(Coordinate annotation entries)
○ ○ ○ ○

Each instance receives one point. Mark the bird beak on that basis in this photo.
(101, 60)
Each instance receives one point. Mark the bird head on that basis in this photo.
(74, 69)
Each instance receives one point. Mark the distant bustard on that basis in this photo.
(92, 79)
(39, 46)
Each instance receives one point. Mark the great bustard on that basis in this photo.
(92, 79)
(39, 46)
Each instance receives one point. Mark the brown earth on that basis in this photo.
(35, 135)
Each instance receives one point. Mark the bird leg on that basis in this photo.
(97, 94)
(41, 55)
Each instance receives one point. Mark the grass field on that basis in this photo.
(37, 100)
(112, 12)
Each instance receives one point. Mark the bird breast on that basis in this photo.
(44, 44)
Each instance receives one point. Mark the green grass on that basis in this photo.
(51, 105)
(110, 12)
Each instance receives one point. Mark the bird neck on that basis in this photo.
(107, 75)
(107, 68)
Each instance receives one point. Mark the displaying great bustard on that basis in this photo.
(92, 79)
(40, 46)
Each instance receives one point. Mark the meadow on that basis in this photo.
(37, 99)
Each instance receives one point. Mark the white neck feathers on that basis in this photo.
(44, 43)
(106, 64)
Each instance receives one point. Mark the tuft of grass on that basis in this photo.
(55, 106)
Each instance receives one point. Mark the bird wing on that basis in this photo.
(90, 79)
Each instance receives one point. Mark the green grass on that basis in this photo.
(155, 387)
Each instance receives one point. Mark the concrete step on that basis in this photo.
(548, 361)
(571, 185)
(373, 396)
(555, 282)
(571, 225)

○ ○ ○ ○

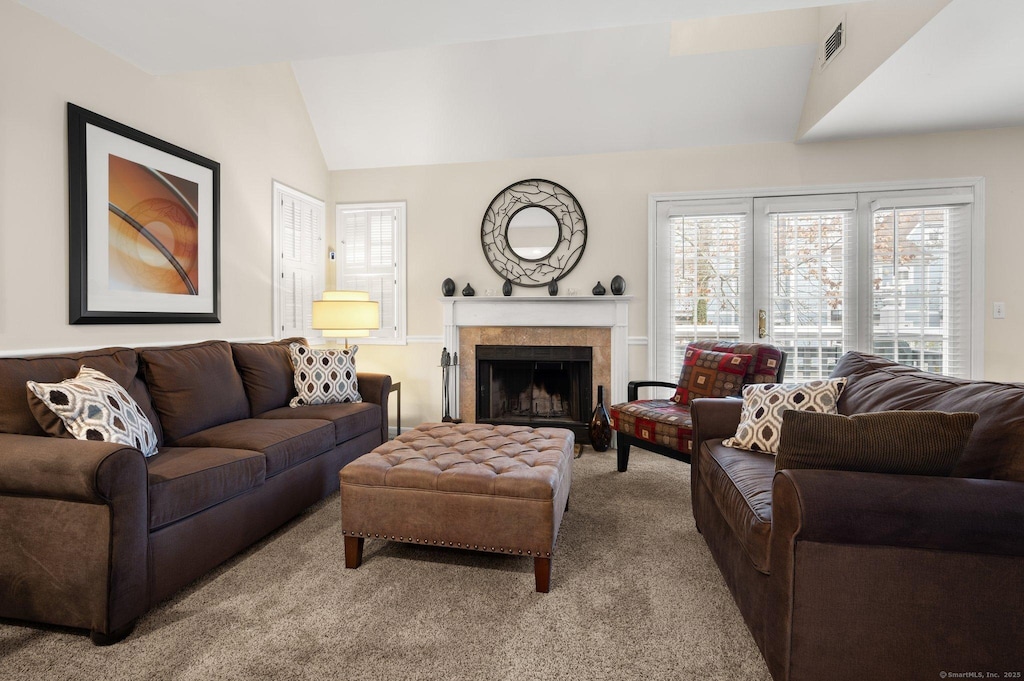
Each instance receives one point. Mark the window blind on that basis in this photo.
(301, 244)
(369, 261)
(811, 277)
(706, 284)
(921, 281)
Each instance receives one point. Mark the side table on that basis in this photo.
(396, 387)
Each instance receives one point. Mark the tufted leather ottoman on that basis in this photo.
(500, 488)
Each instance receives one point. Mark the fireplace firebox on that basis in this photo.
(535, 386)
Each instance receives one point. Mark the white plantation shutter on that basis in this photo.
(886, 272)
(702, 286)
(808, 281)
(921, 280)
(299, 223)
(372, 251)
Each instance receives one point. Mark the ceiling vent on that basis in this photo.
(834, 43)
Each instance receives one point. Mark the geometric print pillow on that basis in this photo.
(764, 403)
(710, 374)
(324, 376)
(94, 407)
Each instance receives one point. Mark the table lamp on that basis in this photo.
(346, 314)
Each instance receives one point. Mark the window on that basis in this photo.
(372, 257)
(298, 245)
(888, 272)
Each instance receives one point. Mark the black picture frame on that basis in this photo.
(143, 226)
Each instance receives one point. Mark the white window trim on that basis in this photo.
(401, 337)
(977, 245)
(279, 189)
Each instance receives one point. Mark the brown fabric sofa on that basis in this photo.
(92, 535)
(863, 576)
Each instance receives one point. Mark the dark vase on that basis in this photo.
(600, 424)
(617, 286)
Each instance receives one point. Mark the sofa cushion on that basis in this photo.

○ ○ ○ ○

**AIM OF THE EXERCISE:** Begin at the line that has "Each instance receives one point. Mark the fireplace" and stop after the line that has "Each instance receives one point. Mark the sofa", then write out only those lines again in full. Shift every coordinate by adding 140 to each of its two numbers.

**EXERCISE RESULT:**
Each instance receives one point. Mark the fireplace firebox on that basis in this photo.
(675, 526)
Each instance receives one point. Mark the white plantation shutter on that basis in this photo.
(1026, 412)
(842, 426)
(948, 421)
(1061, 420)
(439, 363)
(512, 391)
Each instance receives one point. Mark the ceiling vent on that basis in this photo.
(974, 183)
Each instance receives one point. Mark the geometric print pillow on that basis in this photo.
(904, 543)
(850, 514)
(464, 516)
(234, 547)
Each instance receives one point. Mark the table lamp on that basis in this photo.
(486, 454)
Each instance receives one point. Mark the window on that basis in this photo.
(512, 397)
(438, 385)
(1028, 412)
Each instance receives one point. Mark the black picture frame on that basis in this photo.
(283, 366)
Each instance receives one point. Mark the white window trim on that basis in this photo.
(541, 477)
(1117, 385)
(419, 329)
Each instance receives one point. Mark the brown fabric sofa on that basis in this photo.
(232, 675)
(1003, 716)
Each instance receives one point. Mark the dark vase on that basis in this photo.
(740, 564)
(757, 426)
Each instance receives one point. Mark the sofa cushion on that basis in this photo.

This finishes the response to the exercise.